▸ Goal
Report how many lines of the material below contain the string "stamen". Give only the number.

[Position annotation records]
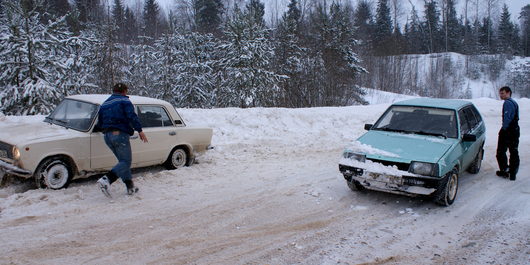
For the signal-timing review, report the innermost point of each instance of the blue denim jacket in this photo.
(510, 114)
(117, 112)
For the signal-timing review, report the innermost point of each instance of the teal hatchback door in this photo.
(470, 123)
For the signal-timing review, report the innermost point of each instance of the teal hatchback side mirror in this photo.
(469, 138)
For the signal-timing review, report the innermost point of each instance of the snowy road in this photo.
(271, 193)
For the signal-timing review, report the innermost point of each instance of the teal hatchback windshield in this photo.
(419, 120)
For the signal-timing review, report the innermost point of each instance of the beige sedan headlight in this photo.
(16, 153)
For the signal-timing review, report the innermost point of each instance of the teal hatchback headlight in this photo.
(422, 168)
(354, 156)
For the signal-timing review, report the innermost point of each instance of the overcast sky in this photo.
(514, 6)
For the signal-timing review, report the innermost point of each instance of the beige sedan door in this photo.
(160, 131)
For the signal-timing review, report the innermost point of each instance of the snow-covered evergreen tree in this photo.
(246, 79)
(186, 77)
(34, 57)
(382, 28)
(506, 39)
(333, 44)
(289, 55)
(208, 15)
(141, 73)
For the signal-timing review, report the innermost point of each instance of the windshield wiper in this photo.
(432, 133)
(52, 120)
(391, 130)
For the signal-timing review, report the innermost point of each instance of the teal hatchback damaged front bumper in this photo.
(404, 184)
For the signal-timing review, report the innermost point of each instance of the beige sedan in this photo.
(66, 145)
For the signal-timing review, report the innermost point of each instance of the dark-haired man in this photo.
(118, 121)
(508, 136)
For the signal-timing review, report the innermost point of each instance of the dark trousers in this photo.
(119, 143)
(508, 141)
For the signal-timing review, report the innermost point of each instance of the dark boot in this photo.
(131, 189)
(112, 176)
(502, 173)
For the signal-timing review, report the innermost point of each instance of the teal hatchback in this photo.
(417, 147)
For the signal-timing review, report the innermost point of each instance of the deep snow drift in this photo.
(271, 193)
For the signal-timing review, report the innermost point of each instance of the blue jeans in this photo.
(121, 147)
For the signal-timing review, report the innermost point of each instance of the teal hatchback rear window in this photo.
(419, 120)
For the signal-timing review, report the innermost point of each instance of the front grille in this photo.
(6, 150)
(400, 166)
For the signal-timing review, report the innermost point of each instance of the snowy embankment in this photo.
(270, 193)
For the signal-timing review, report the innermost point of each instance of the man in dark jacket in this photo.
(118, 121)
(508, 136)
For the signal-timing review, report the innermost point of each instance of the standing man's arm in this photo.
(135, 121)
(508, 114)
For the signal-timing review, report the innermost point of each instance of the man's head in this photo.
(120, 88)
(505, 92)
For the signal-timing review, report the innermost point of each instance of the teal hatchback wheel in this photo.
(445, 195)
(474, 168)
(354, 185)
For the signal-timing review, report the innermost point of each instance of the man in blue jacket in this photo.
(508, 136)
(118, 121)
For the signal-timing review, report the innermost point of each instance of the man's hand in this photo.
(143, 137)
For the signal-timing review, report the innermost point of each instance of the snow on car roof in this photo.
(454, 104)
(100, 98)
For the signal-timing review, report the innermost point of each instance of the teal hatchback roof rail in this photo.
(454, 104)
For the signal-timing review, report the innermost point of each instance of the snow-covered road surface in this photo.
(271, 193)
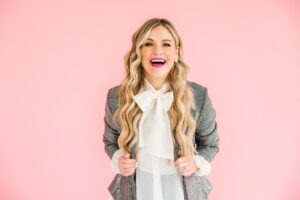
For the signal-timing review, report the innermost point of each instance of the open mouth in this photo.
(157, 62)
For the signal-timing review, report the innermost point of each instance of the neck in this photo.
(157, 83)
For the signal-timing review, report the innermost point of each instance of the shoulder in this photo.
(112, 97)
(199, 91)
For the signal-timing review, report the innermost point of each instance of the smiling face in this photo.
(158, 53)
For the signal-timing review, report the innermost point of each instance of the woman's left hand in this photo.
(186, 166)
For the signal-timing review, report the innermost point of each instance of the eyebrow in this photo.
(164, 40)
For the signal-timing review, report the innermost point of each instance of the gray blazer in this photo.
(206, 142)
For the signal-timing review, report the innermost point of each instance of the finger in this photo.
(180, 162)
(127, 161)
(181, 159)
(127, 155)
(128, 166)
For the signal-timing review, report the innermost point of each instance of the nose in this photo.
(157, 49)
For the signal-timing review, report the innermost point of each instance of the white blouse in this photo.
(156, 175)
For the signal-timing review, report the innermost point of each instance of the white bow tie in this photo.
(154, 128)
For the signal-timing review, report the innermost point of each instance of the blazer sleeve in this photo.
(206, 136)
(111, 131)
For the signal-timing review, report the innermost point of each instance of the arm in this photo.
(206, 136)
(111, 132)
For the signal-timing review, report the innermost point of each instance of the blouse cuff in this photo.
(115, 161)
(204, 167)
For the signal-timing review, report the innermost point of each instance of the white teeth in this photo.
(157, 60)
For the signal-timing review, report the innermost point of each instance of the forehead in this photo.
(159, 33)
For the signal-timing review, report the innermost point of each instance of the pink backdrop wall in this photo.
(58, 59)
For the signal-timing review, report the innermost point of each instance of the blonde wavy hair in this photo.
(128, 114)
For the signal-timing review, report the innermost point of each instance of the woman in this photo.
(160, 129)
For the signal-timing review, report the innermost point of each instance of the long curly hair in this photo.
(128, 114)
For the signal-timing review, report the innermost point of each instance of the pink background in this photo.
(58, 59)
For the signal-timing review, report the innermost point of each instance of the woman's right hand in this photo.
(126, 165)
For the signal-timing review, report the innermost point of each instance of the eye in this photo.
(148, 44)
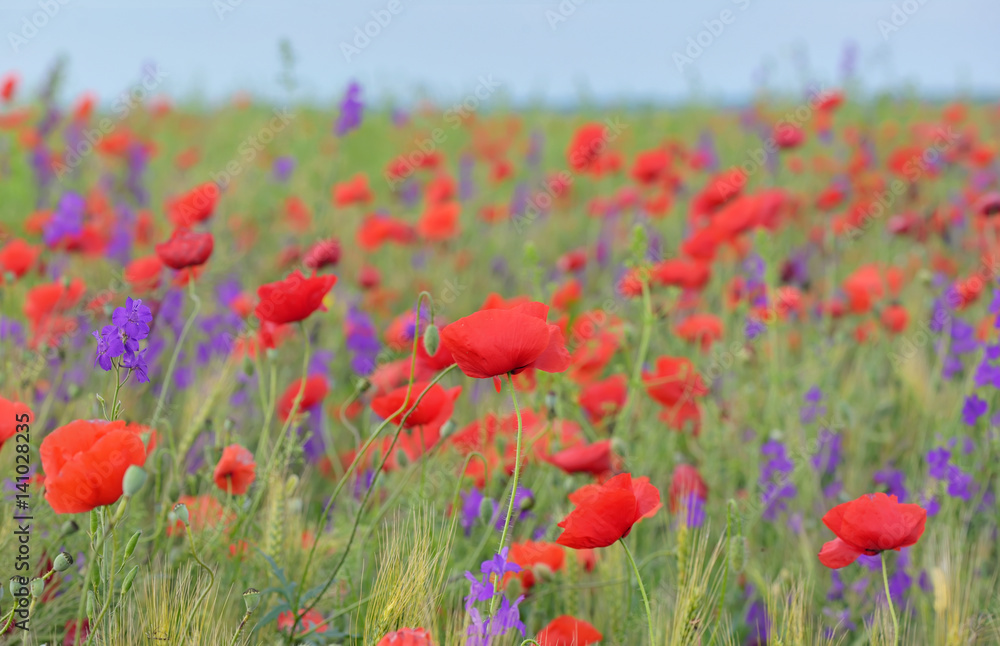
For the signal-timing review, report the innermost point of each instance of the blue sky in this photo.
(551, 51)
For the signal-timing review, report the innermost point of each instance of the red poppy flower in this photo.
(704, 329)
(197, 205)
(12, 413)
(353, 191)
(568, 631)
(143, 274)
(606, 513)
(236, 470)
(597, 459)
(871, 524)
(186, 248)
(674, 379)
(293, 299)
(315, 391)
(686, 482)
(16, 258)
(604, 398)
(84, 463)
(407, 637)
(587, 147)
(895, 318)
(325, 253)
(491, 343)
(439, 221)
(537, 560)
(435, 403)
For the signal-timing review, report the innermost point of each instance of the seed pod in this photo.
(251, 598)
(63, 562)
(127, 584)
(432, 339)
(181, 512)
(130, 546)
(135, 477)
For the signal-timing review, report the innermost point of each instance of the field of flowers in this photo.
(470, 374)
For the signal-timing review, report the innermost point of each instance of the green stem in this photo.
(513, 492)
(642, 589)
(888, 600)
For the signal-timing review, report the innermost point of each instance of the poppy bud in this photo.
(62, 562)
(486, 510)
(130, 546)
(738, 553)
(180, 511)
(70, 527)
(135, 477)
(432, 339)
(550, 404)
(129, 578)
(251, 598)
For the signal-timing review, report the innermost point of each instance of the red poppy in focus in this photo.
(293, 299)
(143, 274)
(185, 249)
(324, 253)
(407, 637)
(236, 470)
(12, 414)
(604, 398)
(197, 205)
(597, 459)
(494, 342)
(537, 560)
(869, 525)
(315, 391)
(568, 631)
(310, 621)
(685, 483)
(84, 463)
(16, 258)
(606, 513)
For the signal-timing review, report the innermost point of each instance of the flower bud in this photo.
(130, 546)
(432, 339)
(129, 578)
(63, 562)
(180, 511)
(135, 477)
(252, 599)
(550, 404)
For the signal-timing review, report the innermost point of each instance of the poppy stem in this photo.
(888, 599)
(513, 492)
(642, 589)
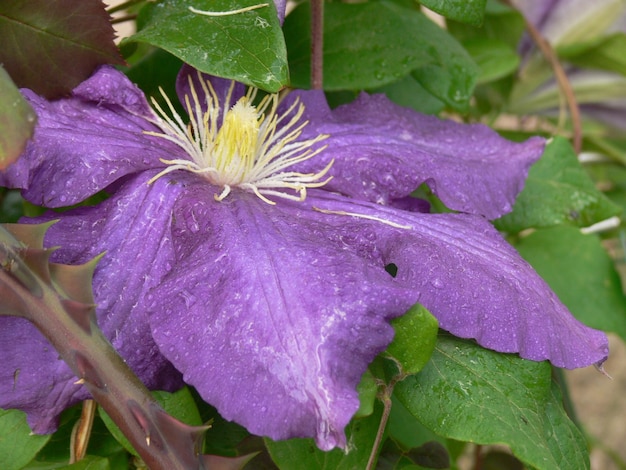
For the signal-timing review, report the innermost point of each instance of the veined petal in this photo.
(269, 313)
(384, 152)
(130, 228)
(86, 142)
(476, 284)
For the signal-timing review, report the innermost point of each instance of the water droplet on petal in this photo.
(437, 283)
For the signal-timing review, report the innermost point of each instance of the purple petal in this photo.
(130, 229)
(384, 152)
(478, 286)
(33, 378)
(270, 314)
(86, 142)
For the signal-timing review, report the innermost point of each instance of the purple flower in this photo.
(249, 248)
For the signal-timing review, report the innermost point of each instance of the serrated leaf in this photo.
(17, 121)
(295, 454)
(247, 47)
(472, 394)
(368, 390)
(414, 340)
(17, 445)
(558, 191)
(465, 11)
(495, 59)
(52, 46)
(581, 273)
(409, 93)
(368, 45)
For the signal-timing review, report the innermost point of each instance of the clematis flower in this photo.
(248, 248)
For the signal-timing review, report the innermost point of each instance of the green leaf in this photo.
(501, 23)
(17, 445)
(495, 59)
(51, 49)
(609, 54)
(408, 92)
(368, 390)
(558, 191)
(581, 273)
(247, 47)
(17, 121)
(368, 45)
(465, 11)
(414, 341)
(296, 454)
(472, 394)
(90, 462)
(179, 404)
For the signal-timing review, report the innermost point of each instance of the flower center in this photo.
(244, 145)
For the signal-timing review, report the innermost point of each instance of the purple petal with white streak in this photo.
(130, 229)
(271, 314)
(383, 152)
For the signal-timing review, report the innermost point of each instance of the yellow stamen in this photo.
(241, 145)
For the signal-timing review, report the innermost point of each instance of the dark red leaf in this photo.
(50, 46)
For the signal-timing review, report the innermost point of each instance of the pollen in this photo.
(245, 145)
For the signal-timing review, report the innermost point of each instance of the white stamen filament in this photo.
(363, 216)
(241, 145)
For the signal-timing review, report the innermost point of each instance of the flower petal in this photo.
(270, 316)
(129, 227)
(477, 285)
(384, 152)
(86, 142)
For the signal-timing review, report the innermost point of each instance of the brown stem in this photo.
(317, 44)
(162, 441)
(82, 431)
(385, 398)
(561, 78)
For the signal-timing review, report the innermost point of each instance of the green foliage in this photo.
(17, 445)
(61, 46)
(180, 405)
(581, 273)
(467, 11)
(468, 393)
(447, 392)
(607, 53)
(414, 342)
(17, 120)
(247, 47)
(389, 42)
(558, 191)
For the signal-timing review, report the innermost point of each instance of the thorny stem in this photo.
(561, 77)
(82, 431)
(161, 441)
(317, 44)
(386, 390)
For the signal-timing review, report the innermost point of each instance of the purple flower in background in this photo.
(571, 24)
(248, 248)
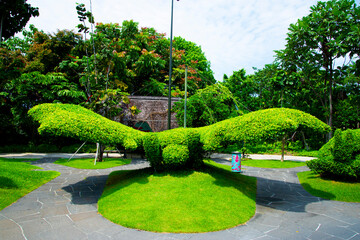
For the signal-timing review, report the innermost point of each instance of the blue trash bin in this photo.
(236, 162)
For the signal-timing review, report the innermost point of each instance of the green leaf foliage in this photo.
(262, 125)
(340, 157)
(176, 148)
(77, 122)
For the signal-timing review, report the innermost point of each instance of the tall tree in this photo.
(315, 44)
(14, 14)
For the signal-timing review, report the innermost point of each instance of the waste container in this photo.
(236, 162)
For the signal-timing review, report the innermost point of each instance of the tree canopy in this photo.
(14, 14)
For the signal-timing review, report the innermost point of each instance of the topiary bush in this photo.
(175, 148)
(340, 157)
(153, 150)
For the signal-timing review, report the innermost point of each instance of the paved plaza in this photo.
(66, 208)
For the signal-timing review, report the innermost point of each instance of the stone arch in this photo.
(143, 126)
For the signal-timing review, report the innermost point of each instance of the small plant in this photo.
(340, 157)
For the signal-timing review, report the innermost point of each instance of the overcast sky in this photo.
(233, 34)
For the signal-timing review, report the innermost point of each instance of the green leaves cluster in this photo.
(176, 148)
(14, 14)
(259, 126)
(207, 106)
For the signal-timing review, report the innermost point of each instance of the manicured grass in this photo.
(17, 179)
(184, 201)
(88, 163)
(271, 163)
(329, 189)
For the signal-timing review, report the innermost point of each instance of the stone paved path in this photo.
(66, 208)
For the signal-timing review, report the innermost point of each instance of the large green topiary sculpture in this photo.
(340, 157)
(176, 148)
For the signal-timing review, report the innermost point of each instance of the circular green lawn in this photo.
(184, 201)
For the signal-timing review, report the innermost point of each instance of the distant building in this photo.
(153, 115)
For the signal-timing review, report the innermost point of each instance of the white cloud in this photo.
(234, 34)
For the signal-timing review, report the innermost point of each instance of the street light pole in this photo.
(170, 66)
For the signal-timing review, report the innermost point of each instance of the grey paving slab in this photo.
(66, 208)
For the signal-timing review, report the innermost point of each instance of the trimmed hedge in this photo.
(176, 148)
(77, 122)
(259, 126)
(340, 157)
(175, 156)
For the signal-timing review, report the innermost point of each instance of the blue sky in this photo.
(233, 34)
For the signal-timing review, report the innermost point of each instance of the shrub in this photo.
(184, 147)
(153, 151)
(77, 122)
(175, 156)
(340, 157)
(259, 126)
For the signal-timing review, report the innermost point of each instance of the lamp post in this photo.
(170, 66)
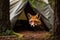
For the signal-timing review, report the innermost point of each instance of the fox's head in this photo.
(34, 20)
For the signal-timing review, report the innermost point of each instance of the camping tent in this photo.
(42, 6)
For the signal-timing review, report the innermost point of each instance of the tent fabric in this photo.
(42, 6)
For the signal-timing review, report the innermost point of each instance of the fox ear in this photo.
(29, 15)
(38, 15)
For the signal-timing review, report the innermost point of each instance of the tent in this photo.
(42, 6)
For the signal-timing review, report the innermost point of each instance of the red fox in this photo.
(34, 20)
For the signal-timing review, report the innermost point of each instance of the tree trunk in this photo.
(4, 15)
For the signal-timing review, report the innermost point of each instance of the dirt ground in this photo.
(35, 35)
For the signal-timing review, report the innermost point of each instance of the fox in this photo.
(34, 20)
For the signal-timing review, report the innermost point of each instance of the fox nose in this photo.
(32, 24)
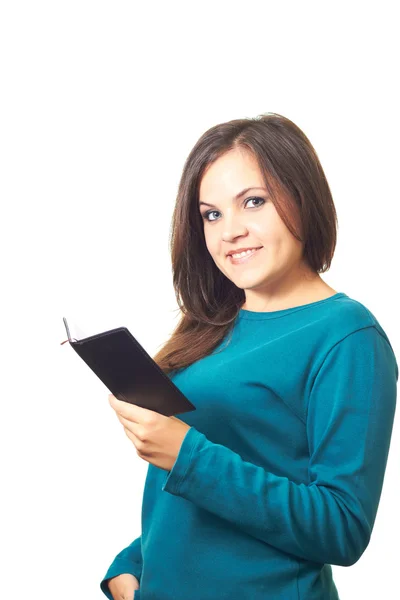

▸ Solution below
2